== Task ==
Write out each of the records below word for word, and leave the picture out of your copy.
────
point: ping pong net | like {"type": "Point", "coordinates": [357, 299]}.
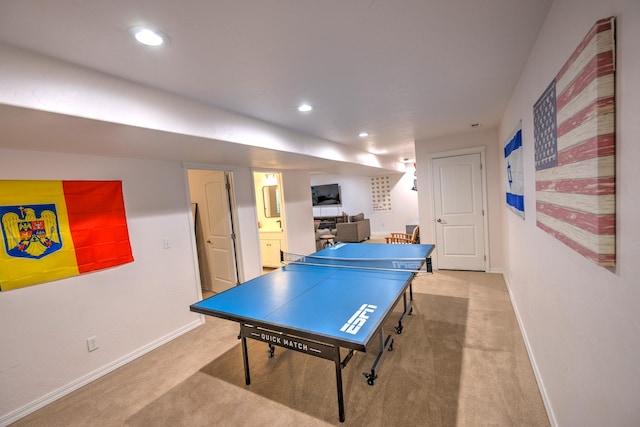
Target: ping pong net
{"type": "Point", "coordinates": [413, 265]}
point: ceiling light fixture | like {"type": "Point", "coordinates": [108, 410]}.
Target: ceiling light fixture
{"type": "Point", "coordinates": [148, 37]}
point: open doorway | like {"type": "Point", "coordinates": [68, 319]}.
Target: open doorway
{"type": "Point", "coordinates": [211, 193]}
{"type": "Point", "coordinates": [271, 218]}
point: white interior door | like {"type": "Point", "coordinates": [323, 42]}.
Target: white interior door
{"type": "Point", "coordinates": [459, 215]}
{"type": "Point", "coordinates": [218, 234]}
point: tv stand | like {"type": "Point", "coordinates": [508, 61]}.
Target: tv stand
{"type": "Point", "coordinates": [330, 221]}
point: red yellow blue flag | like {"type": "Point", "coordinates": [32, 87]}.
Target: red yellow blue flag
{"type": "Point", "coordinates": [56, 229]}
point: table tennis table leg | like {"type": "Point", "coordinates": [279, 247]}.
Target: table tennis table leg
{"type": "Point", "coordinates": [245, 357]}
{"type": "Point", "coordinates": [408, 309]}
{"type": "Point", "coordinates": [338, 363]}
{"type": "Point", "coordinates": [385, 345]}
────
== The solution ==
point: ping pong net | like {"type": "Point", "coordinates": [357, 299]}.
Target: ping pong net
{"type": "Point", "coordinates": [413, 265]}
point: ceiling light fixture | like {"type": "Point", "coordinates": [108, 410]}.
Target: ceiling light fixture
{"type": "Point", "coordinates": [148, 37]}
point: open doorway | like {"type": "Point", "coordinates": [68, 319]}.
Target: open doorway
{"type": "Point", "coordinates": [211, 193]}
{"type": "Point", "coordinates": [271, 218]}
point: white interior door | like {"type": "Point", "coordinates": [323, 42]}.
Target: white interior door
{"type": "Point", "coordinates": [459, 215]}
{"type": "Point", "coordinates": [218, 234]}
point: tv stand | like {"type": "Point", "coordinates": [508, 61]}.
Target: tv stand
{"type": "Point", "coordinates": [330, 221]}
point: red yellow blue flag | like {"type": "Point", "coordinates": [32, 87]}.
Target: red yellow blue flag
{"type": "Point", "coordinates": [56, 229]}
point: table tennis table leg | like {"type": "Point", "coordinates": [279, 247]}.
Target: table tennis table leg
{"type": "Point", "coordinates": [245, 357]}
{"type": "Point", "coordinates": [408, 309]}
{"type": "Point", "coordinates": [338, 363]}
{"type": "Point", "coordinates": [385, 345]}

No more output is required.